**What the exercise asks:**
The reply should consist of one number, the count of lines below in which the word "blue" appears.

**Records for this task:**
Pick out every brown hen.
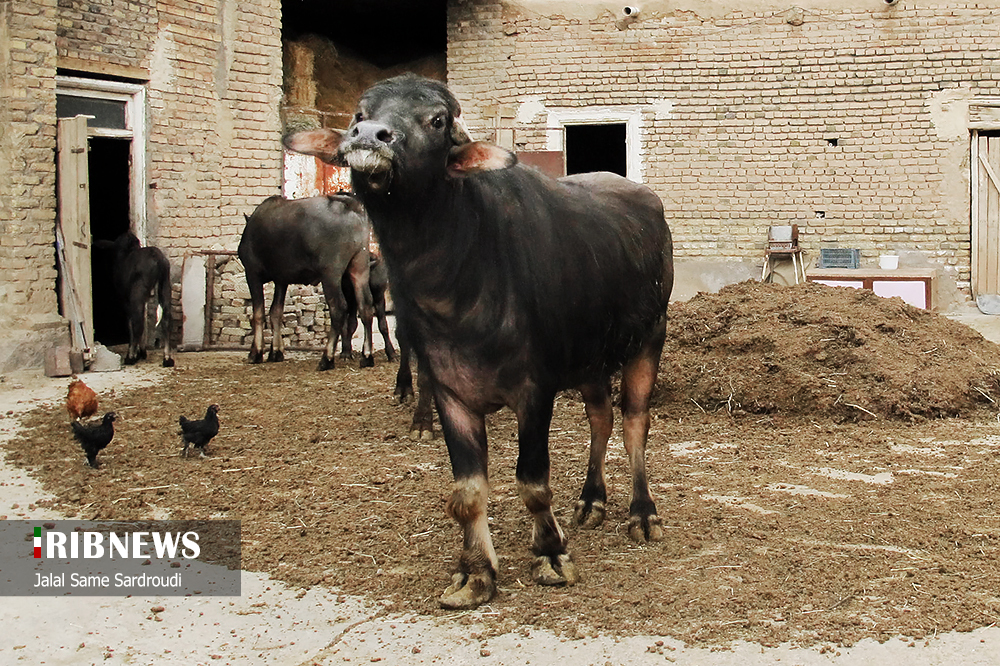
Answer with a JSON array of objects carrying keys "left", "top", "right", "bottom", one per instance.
[{"left": 66, "top": 377, "right": 99, "bottom": 421}]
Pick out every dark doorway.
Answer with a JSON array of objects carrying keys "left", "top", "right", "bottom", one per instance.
[
  {"left": 89, "top": 137, "right": 131, "bottom": 346},
  {"left": 565, "top": 123, "right": 627, "bottom": 177}
]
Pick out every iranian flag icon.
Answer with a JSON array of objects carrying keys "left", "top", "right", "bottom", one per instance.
[{"left": 33, "top": 526, "right": 41, "bottom": 558}]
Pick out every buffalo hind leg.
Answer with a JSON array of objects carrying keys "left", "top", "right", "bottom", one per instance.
[
  {"left": 375, "top": 296, "right": 396, "bottom": 361},
  {"left": 437, "top": 393, "right": 497, "bottom": 609},
  {"left": 346, "top": 252, "right": 375, "bottom": 368},
  {"left": 123, "top": 287, "right": 146, "bottom": 365},
  {"left": 574, "top": 381, "right": 613, "bottom": 529},
  {"left": 516, "top": 389, "right": 579, "bottom": 588},
  {"left": 247, "top": 277, "right": 266, "bottom": 364},
  {"left": 621, "top": 321, "right": 667, "bottom": 542},
  {"left": 266, "top": 284, "right": 288, "bottom": 363},
  {"left": 318, "top": 275, "right": 350, "bottom": 371}
]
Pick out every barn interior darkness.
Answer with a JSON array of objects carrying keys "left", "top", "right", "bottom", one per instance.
[
  {"left": 281, "top": 0, "right": 446, "bottom": 68},
  {"left": 89, "top": 138, "right": 131, "bottom": 346},
  {"left": 565, "top": 124, "right": 628, "bottom": 177}
]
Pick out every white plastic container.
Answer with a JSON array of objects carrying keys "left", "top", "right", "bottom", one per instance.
[{"left": 879, "top": 254, "right": 899, "bottom": 270}]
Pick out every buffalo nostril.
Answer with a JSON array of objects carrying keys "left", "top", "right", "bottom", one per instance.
[
  {"left": 351, "top": 127, "right": 360, "bottom": 137},
  {"left": 376, "top": 129, "right": 394, "bottom": 144}
]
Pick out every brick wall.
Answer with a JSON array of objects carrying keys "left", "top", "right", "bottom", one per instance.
[
  {"left": 0, "top": 0, "right": 66, "bottom": 371},
  {"left": 447, "top": 1, "right": 1000, "bottom": 294}
]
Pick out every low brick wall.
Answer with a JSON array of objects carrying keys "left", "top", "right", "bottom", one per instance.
[{"left": 206, "top": 253, "right": 331, "bottom": 351}]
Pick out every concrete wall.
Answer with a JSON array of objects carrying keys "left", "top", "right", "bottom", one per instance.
[
  {"left": 0, "top": 0, "right": 284, "bottom": 372},
  {"left": 446, "top": 0, "right": 1000, "bottom": 301}
]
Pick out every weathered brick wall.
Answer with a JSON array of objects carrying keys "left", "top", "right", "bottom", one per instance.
[
  {"left": 0, "top": 0, "right": 66, "bottom": 371},
  {"left": 58, "top": 2, "right": 284, "bottom": 255},
  {"left": 447, "top": 1, "right": 1000, "bottom": 294},
  {"left": 56, "top": 0, "right": 158, "bottom": 74}
]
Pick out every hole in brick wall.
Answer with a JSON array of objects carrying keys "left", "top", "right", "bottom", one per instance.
[
  {"left": 827, "top": 138, "right": 839, "bottom": 147},
  {"left": 815, "top": 211, "right": 826, "bottom": 219},
  {"left": 565, "top": 123, "right": 627, "bottom": 177}
]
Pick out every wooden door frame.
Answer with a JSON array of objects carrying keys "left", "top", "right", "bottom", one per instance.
[{"left": 972, "top": 129, "right": 1000, "bottom": 297}]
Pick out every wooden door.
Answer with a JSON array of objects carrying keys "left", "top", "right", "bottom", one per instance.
[
  {"left": 973, "top": 131, "right": 1000, "bottom": 296},
  {"left": 56, "top": 115, "right": 94, "bottom": 359}
]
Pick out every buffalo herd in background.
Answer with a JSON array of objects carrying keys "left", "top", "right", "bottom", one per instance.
[{"left": 87, "top": 74, "right": 674, "bottom": 611}]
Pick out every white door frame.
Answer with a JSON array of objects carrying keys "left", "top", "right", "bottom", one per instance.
[
  {"left": 544, "top": 107, "right": 645, "bottom": 184},
  {"left": 56, "top": 75, "right": 148, "bottom": 240}
]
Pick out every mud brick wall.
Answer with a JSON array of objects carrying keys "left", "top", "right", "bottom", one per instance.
[
  {"left": 0, "top": 0, "right": 68, "bottom": 371},
  {"left": 447, "top": 1, "right": 1000, "bottom": 294},
  {"left": 0, "top": 1, "right": 60, "bottom": 321},
  {"left": 57, "top": 0, "right": 284, "bottom": 254},
  {"left": 208, "top": 254, "right": 330, "bottom": 351}
]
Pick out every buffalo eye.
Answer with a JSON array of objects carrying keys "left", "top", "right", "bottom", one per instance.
[{"left": 430, "top": 114, "right": 446, "bottom": 130}]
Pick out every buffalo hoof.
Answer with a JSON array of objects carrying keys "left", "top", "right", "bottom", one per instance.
[
  {"left": 124, "top": 355, "right": 139, "bottom": 366},
  {"left": 248, "top": 351, "right": 264, "bottom": 364},
  {"left": 385, "top": 348, "right": 397, "bottom": 362},
  {"left": 409, "top": 421, "right": 434, "bottom": 441},
  {"left": 439, "top": 571, "right": 496, "bottom": 610},
  {"left": 531, "top": 553, "right": 579, "bottom": 587},
  {"left": 162, "top": 357, "right": 175, "bottom": 368},
  {"left": 138, "top": 349, "right": 148, "bottom": 360},
  {"left": 573, "top": 499, "right": 606, "bottom": 529},
  {"left": 339, "top": 350, "right": 355, "bottom": 360},
  {"left": 395, "top": 385, "right": 414, "bottom": 404},
  {"left": 359, "top": 354, "right": 375, "bottom": 368},
  {"left": 267, "top": 350, "right": 284, "bottom": 363},
  {"left": 316, "top": 355, "right": 335, "bottom": 371},
  {"left": 627, "top": 513, "right": 664, "bottom": 542}
]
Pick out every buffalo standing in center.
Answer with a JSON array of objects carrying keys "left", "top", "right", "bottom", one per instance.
[
  {"left": 239, "top": 194, "right": 376, "bottom": 370},
  {"left": 285, "top": 74, "right": 674, "bottom": 609}
]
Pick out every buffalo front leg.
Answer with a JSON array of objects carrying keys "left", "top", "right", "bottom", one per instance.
[
  {"left": 267, "top": 284, "right": 288, "bottom": 363},
  {"left": 620, "top": 321, "right": 667, "bottom": 542},
  {"left": 574, "top": 381, "right": 613, "bottom": 529},
  {"left": 516, "top": 388, "right": 579, "bottom": 588},
  {"left": 436, "top": 392, "right": 497, "bottom": 609}
]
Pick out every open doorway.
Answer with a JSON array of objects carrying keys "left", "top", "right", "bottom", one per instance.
[
  {"left": 56, "top": 76, "right": 147, "bottom": 351},
  {"left": 565, "top": 123, "right": 627, "bottom": 177},
  {"left": 89, "top": 137, "right": 132, "bottom": 345}
]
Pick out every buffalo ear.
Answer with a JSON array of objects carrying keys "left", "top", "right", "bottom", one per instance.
[
  {"left": 283, "top": 129, "right": 346, "bottom": 166},
  {"left": 446, "top": 142, "right": 517, "bottom": 178}
]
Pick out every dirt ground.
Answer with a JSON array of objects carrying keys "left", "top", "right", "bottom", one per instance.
[{"left": 6, "top": 281, "right": 1000, "bottom": 651}]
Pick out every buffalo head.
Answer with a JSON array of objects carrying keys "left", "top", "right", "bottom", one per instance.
[{"left": 283, "top": 74, "right": 517, "bottom": 195}]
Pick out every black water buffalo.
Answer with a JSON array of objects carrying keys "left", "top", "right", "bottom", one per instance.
[
  {"left": 340, "top": 255, "right": 395, "bottom": 362},
  {"left": 97, "top": 232, "right": 175, "bottom": 367},
  {"left": 238, "top": 194, "right": 375, "bottom": 370},
  {"left": 342, "top": 255, "right": 435, "bottom": 440},
  {"left": 284, "top": 74, "right": 673, "bottom": 609}
]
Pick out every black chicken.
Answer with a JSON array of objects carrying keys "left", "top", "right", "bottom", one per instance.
[
  {"left": 179, "top": 404, "right": 220, "bottom": 458},
  {"left": 71, "top": 411, "right": 117, "bottom": 469}
]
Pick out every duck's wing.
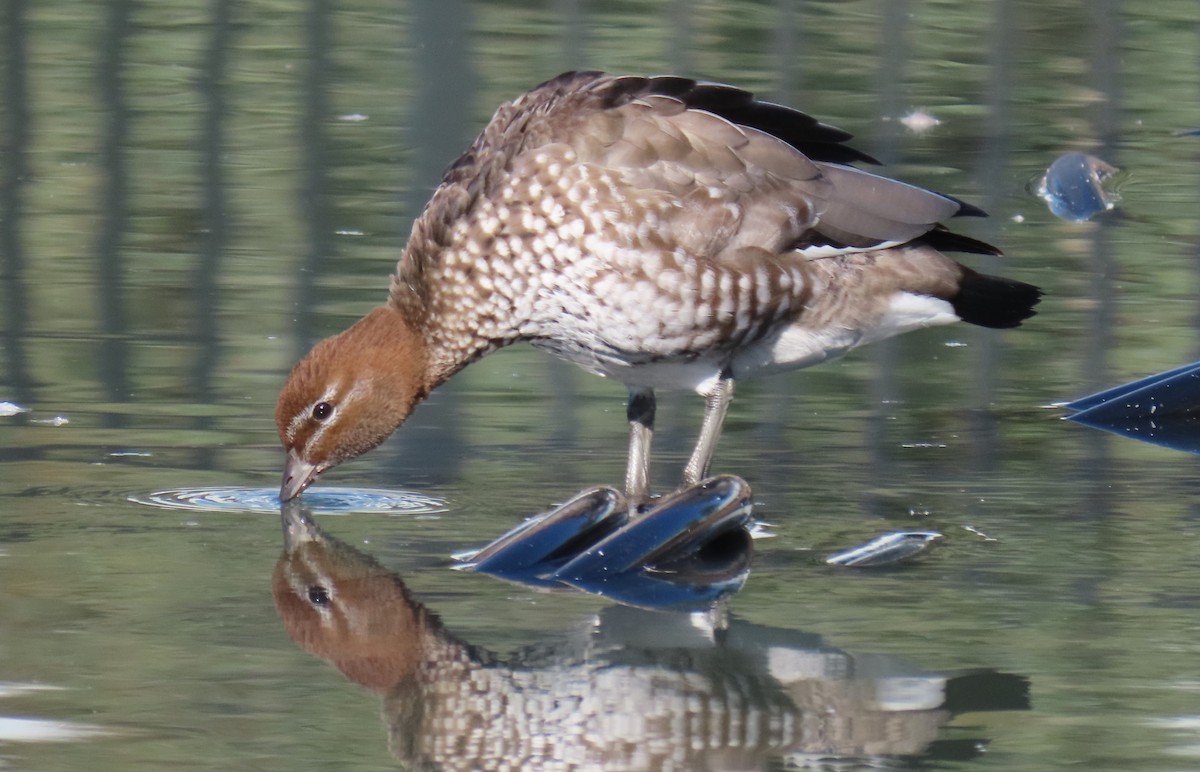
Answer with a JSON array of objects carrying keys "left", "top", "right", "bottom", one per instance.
[
  {"left": 532, "top": 73, "right": 988, "bottom": 265},
  {"left": 411, "top": 71, "right": 990, "bottom": 269}
]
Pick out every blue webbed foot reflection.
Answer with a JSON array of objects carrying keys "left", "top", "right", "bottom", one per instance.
[{"left": 457, "top": 475, "right": 754, "bottom": 610}]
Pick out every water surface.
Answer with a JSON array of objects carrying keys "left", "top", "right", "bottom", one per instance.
[{"left": 4, "top": 0, "right": 1200, "bottom": 769}]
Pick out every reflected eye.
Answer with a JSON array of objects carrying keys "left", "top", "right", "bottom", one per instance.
[
  {"left": 311, "top": 402, "right": 333, "bottom": 421},
  {"left": 307, "top": 586, "right": 330, "bottom": 605}
]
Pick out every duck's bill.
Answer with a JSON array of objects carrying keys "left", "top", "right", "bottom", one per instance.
[{"left": 280, "top": 450, "right": 322, "bottom": 501}]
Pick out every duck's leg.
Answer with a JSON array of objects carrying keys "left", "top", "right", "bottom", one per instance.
[
  {"left": 682, "top": 372, "right": 735, "bottom": 486},
  {"left": 625, "top": 386, "right": 656, "bottom": 502}
]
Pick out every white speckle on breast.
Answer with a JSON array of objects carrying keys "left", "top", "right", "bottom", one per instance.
[
  {"left": 754, "top": 267, "right": 771, "bottom": 305},
  {"left": 656, "top": 269, "right": 681, "bottom": 295}
]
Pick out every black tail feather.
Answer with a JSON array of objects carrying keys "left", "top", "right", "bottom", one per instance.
[{"left": 951, "top": 268, "right": 1042, "bottom": 329}]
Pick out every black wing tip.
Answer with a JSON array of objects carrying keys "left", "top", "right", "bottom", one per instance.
[
  {"left": 939, "top": 193, "right": 988, "bottom": 218},
  {"left": 951, "top": 270, "right": 1043, "bottom": 329}
]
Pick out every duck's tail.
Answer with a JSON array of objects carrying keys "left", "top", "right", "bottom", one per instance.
[{"left": 951, "top": 267, "right": 1043, "bottom": 329}]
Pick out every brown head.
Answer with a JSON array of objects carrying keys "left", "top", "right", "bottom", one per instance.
[{"left": 275, "top": 306, "right": 431, "bottom": 500}]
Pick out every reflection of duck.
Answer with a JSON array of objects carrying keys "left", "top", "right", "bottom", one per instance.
[
  {"left": 273, "top": 506, "right": 1029, "bottom": 770},
  {"left": 275, "top": 71, "right": 1041, "bottom": 502}
]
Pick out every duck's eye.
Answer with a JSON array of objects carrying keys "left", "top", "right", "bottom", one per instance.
[
  {"left": 311, "top": 401, "right": 334, "bottom": 421},
  {"left": 307, "top": 586, "right": 330, "bottom": 605}
]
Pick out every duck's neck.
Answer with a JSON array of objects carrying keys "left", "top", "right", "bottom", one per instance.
[
  {"left": 387, "top": 275, "right": 514, "bottom": 385},
  {"left": 336, "top": 305, "right": 440, "bottom": 402}
]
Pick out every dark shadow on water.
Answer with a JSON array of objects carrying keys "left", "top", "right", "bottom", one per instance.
[
  {"left": 273, "top": 501, "right": 1030, "bottom": 770},
  {"left": 292, "top": 0, "right": 334, "bottom": 360},
  {"left": 965, "top": 0, "right": 1016, "bottom": 520},
  {"left": 191, "top": 0, "right": 233, "bottom": 472},
  {"left": 0, "top": 0, "right": 32, "bottom": 412},
  {"left": 95, "top": 0, "right": 133, "bottom": 428}
]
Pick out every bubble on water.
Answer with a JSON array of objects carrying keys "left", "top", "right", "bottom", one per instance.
[
  {"left": 1034, "top": 152, "right": 1119, "bottom": 222},
  {"left": 130, "top": 486, "right": 447, "bottom": 516}
]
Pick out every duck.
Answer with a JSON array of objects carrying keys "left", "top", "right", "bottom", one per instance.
[{"left": 276, "top": 71, "right": 1041, "bottom": 502}]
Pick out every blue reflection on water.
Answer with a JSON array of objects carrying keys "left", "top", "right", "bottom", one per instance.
[
  {"left": 131, "top": 486, "right": 447, "bottom": 515},
  {"left": 1063, "top": 361, "right": 1200, "bottom": 453}
]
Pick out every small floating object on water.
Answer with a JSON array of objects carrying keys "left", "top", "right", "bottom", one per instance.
[
  {"left": 0, "top": 402, "right": 29, "bottom": 417},
  {"left": 1061, "top": 361, "right": 1200, "bottom": 454},
  {"left": 825, "top": 531, "right": 943, "bottom": 567},
  {"left": 131, "top": 486, "right": 447, "bottom": 515},
  {"left": 30, "top": 415, "right": 69, "bottom": 426},
  {"left": 1035, "top": 151, "right": 1119, "bottom": 222},
  {"left": 898, "top": 109, "right": 941, "bottom": 134},
  {"left": 962, "top": 524, "right": 998, "bottom": 542},
  {"left": 1175, "top": 129, "right": 1200, "bottom": 137}
]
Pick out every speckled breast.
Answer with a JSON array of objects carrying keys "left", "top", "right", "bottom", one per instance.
[{"left": 419, "top": 155, "right": 813, "bottom": 383}]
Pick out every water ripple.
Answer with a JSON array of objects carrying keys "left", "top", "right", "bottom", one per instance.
[{"left": 130, "top": 486, "right": 447, "bottom": 516}]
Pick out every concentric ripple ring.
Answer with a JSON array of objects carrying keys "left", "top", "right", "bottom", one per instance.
[{"left": 130, "top": 486, "right": 447, "bottom": 516}]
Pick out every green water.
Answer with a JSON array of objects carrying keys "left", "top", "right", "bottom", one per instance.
[{"left": 4, "top": 0, "right": 1200, "bottom": 769}]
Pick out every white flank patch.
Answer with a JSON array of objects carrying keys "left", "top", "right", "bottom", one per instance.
[
  {"left": 796, "top": 239, "right": 906, "bottom": 259},
  {"left": 868, "top": 292, "right": 959, "bottom": 343},
  {"left": 734, "top": 292, "right": 959, "bottom": 379}
]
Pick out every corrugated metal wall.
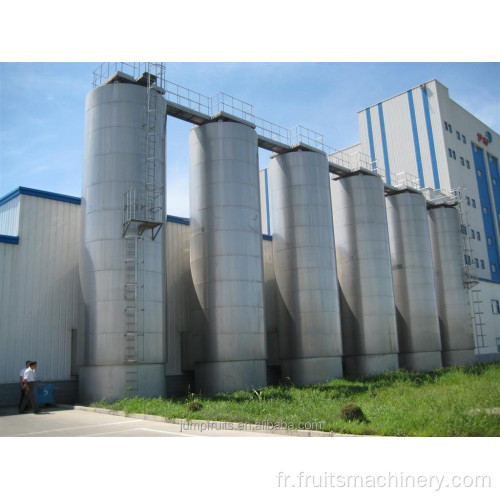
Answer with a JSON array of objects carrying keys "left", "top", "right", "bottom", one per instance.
[
  {"left": 262, "top": 238, "right": 279, "bottom": 366},
  {"left": 0, "top": 194, "right": 82, "bottom": 383},
  {"left": 165, "top": 219, "right": 192, "bottom": 375},
  {"left": 0, "top": 196, "right": 20, "bottom": 236},
  {"left": 259, "top": 169, "right": 272, "bottom": 235}
]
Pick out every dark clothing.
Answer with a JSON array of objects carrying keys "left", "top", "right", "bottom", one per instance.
[
  {"left": 19, "top": 386, "right": 27, "bottom": 411},
  {"left": 19, "top": 382, "right": 36, "bottom": 413}
]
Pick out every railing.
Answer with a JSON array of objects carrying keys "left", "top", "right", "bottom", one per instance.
[
  {"left": 393, "top": 171, "right": 421, "bottom": 191},
  {"left": 255, "top": 117, "right": 290, "bottom": 145},
  {"left": 327, "top": 149, "right": 376, "bottom": 172},
  {"left": 164, "top": 81, "right": 211, "bottom": 116},
  {"left": 92, "top": 63, "right": 461, "bottom": 207},
  {"left": 211, "top": 92, "right": 254, "bottom": 123},
  {"left": 123, "top": 188, "right": 163, "bottom": 226},
  {"left": 93, "top": 62, "right": 166, "bottom": 89},
  {"left": 289, "top": 125, "right": 324, "bottom": 150}
]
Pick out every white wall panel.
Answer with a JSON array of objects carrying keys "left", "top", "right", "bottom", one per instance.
[
  {"left": 0, "top": 196, "right": 20, "bottom": 236},
  {"left": 358, "top": 110, "right": 372, "bottom": 159},
  {"left": 426, "top": 81, "right": 451, "bottom": 192},
  {"left": 0, "top": 194, "right": 82, "bottom": 383},
  {"left": 382, "top": 92, "right": 419, "bottom": 183}
]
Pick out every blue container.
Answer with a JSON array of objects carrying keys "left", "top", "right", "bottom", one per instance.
[{"left": 35, "top": 385, "right": 54, "bottom": 405}]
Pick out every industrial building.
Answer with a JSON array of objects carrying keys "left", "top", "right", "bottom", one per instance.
[
  {"left": 334, "top": 79, "right": 500, "bottom": 361},
  {"left": 0, "top": 64, "right": 497, "bottom": 406}
]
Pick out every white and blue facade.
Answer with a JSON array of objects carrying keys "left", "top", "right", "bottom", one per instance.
[{"left": 350, "top": 79, "right": 500, "bottom": 359}]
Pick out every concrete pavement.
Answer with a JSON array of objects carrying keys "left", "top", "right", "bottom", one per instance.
[{"left": 0, "top": 405, "right": 344, "bottom": 437}]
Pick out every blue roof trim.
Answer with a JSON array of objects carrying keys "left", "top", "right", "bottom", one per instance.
[
  {"left": 166, "top": 215, "right": 190, "bottom": 226},
  {"left": 0, "top": 187, "right": 81, "bottom": 206},
  {"left": 262, "top": 234, "right": 272, "bottom": 241},
  {"left": 0, "top": 235, "right": 19, "bottom": 244}
]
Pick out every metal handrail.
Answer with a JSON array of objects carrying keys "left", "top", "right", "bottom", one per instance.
[
  {"left": 289, "top": 125, "right": 324, "bottom": 150},
  {"left": 210, "top": 92, "right": 254, "bottom": 123},
  {"left": 164, "top": 81, "right": 211, "bottom": 115}
]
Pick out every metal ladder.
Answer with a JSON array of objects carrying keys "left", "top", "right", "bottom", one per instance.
[
  {"left": 124, "top": 234, "right": 140, "bottom": 396},
  {"left": 122, "top": 64, "right": 165, "bottom": 397},
  {"left": 145, "top": 72, "right": 158, "bottom": 222},
  {"left": 454, "top": 188, "right": 478, "bottom": 288},
  {"left": 471, "top": 289, "right": 486, "bottom": 354}
]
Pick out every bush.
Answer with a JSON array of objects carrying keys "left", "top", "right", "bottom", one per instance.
[
  {"left": 187, "top": 400, "right": 203, "bottom": 412},
  {"left": 340, "top": 403, "right": 365, "bottom": 422}
]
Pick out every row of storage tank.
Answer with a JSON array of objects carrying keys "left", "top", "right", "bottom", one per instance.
[
  {"left": 188, "top": 121, "right": 475, "bottom": 394},
  {"left": 79, "top": 82, "right": 474, "bottom": 400}
]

**Solution below:**
5